== Exercise goal ==
After locating the line with "wanted | one", reproduce that line and every one following it exactly, up to the end of the entries.

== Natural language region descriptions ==

★ ★ ★ ★ ★

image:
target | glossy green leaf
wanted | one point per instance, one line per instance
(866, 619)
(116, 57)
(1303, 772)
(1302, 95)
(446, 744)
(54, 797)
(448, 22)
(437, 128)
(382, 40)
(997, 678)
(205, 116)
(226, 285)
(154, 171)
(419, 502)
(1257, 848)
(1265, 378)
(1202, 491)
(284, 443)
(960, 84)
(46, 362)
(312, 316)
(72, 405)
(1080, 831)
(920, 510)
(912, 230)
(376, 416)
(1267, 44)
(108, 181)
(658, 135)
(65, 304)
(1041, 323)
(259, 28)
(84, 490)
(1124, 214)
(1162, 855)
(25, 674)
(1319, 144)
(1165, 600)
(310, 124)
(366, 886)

★ ★ ★ ★ ★

== Written solution ==
wanted | one point per instance, one line per instance
(866, 619)
(116, 57)
(1303, 772)
(1302, 95)
(446, 744)
(54, 797)
(448, 22)
(437, 128)
(382, 40)
(997, 678)
(205, 116)
(226, 285)
(154, 171)
(419, 502)
(1257, 848)
(1265, 378)
(1202, 491)
(284, 443)
(960, 84)
(46, 362)
(312, 316)
(72, 405)
(1080, 831)
(920, 510)
(912, 230)
(376, 416)
(1267, 44)
(108, 181)
(658, 135)
(65, 304)
(1041, 323)
(259, 28)
(84, 490)
(1124, 214)
(1162, 855)
(25, 674)
(1319, 144)
(1165, 600)
(310, 124)
(366, 886)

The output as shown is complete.